Records from a point annotation dataset
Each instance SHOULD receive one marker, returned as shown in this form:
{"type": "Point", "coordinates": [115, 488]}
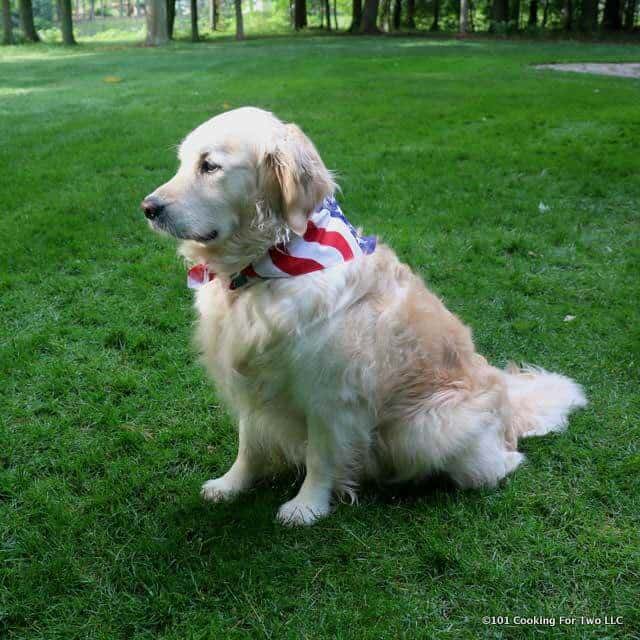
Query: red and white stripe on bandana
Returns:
{"type": "Point", "coordinates": [330, 239]}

→ WHAT IS ASKED
Convert every line of the listing above into a numbered list, skipping blank lines and leaving out the picture.

→ RESPONSE TO THIS TASK
1. Each instance SHOULD receive one marker, returned as shown in this form:
2. {"type": "Point", "coordinates": [115, 488]}
3. Query: red and white stripe on bandana
4. Returns:
5. {"type": "Point", "coordinates": [330, 239]}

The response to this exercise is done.